Description of the task: Copy out the lines of the entries below word for word, starting with the line that contains "Each returned marker MUST sit on an instance of the white" and going on through the line that contains "[[180, 260]]", with both of those lines included.

Extracted material:
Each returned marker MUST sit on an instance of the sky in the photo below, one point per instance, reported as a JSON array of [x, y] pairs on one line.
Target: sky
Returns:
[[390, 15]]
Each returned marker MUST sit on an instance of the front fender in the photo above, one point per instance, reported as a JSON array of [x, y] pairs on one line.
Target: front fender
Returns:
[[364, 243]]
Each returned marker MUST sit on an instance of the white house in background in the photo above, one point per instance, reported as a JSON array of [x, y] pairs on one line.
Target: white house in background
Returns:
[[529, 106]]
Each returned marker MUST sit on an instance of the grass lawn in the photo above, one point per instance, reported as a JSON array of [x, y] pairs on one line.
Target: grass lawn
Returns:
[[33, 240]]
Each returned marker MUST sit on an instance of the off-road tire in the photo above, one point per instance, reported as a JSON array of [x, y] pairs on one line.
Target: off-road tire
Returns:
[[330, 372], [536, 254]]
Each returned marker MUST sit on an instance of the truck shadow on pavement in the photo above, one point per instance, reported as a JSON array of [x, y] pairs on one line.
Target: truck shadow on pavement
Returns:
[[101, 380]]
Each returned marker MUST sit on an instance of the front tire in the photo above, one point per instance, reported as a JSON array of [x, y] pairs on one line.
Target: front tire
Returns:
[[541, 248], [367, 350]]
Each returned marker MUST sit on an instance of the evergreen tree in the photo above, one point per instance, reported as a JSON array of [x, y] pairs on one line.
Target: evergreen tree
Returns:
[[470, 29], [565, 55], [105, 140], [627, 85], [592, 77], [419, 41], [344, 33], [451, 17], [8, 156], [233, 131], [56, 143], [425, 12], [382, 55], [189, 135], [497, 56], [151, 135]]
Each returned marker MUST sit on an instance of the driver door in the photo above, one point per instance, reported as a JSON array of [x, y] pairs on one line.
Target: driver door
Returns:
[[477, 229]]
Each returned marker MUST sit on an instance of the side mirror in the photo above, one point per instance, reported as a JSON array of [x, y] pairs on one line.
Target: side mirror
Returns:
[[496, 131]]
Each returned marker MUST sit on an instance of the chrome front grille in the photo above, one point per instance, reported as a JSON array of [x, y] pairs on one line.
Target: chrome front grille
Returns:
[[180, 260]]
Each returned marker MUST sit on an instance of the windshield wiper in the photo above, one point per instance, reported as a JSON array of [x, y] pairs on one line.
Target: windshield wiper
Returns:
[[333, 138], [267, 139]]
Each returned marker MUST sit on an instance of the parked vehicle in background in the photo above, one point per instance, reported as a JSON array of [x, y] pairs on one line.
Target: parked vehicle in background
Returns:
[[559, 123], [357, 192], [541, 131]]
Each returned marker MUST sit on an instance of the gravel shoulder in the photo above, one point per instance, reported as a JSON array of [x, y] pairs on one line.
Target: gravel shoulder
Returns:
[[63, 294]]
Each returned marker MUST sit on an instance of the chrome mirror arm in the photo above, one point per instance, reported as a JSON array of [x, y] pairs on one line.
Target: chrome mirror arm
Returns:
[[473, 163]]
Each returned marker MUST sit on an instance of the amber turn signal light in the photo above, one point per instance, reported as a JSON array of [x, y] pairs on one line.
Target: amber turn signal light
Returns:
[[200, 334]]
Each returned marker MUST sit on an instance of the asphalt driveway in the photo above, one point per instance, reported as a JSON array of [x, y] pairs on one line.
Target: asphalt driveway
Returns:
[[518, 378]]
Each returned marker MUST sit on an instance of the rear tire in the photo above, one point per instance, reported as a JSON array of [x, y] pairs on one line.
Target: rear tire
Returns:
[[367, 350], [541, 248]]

Reply to the exercise:
Each returned marker MUST sit on an instance of the white house in background in the photo above, one point per instance, reported as a JSON array of [x, y] pairs on one line.
Target: white house in background
Returns:
[[529, 106]]
Each returned marker MUST sit on an instance of the grass lawn in the photo above, one point per instance, reported as a JSON array of [x, y] pairs on one line.
Target: grass lawn
Returns:
[[33, 240]]
Each returned marker MUST sit on an instance of the off-road tire in the photo above, one point per instance, reported as a JSON array of [x, y] pairs on one line.
Target: off-road tire
Returns:
[[330, 372], [536, 254]]
Each returned marker MUST sit on an instance of the truck shadow on pavement in the photo above, one point per instance, reported as a JSON array of [x, y] pairs on one line.
Target: truck shadow on pavement
Returns:
[[101, 380]]
Each returned marker MUST sit on an instance of the front tire in the photo above, one point per instance, reported as a JSON array of [x, y] pairs on one line.
Target: front tire
Returns:
[[541, 248], [367, 350]]
Each returned marker MUST sit on an instance of the evergreen tree in the photo above, one point per instance, reported as a JSON array of [x, y] pairs on one line.
Target: evergreen tree
Returns:
[[470, 29], [565, 55], [105, 140], [627, 85], [592, 77], [419, 41], [344, 33], [451, 17], [8, 156], [233, 131], [56, 143], [425, 12], [382, 55], [189, 135], [497, 56], [151, 135]]
Each returned marker MUST sit on an instance of the driver door in the photo above, one point per instance, reported as a JSON array of [x, y] pairs on one line.
Target: driver door
Returns:
[[477, 229]]
Each returned marker MUST sit on an instance of the side mirror in the photo above, one point per instance, reported as a JSON array of [x, y] pairs on one line.
Target: side mirror
Returns:
[[496, 131]]
Each returned marker MUST sit on an instance of the chrome front grille in the photo above, one point per instance, reported as a JSON array of [x, y] pairs on one line.
Target: chrome front grille
Returns:
[[180, 260]]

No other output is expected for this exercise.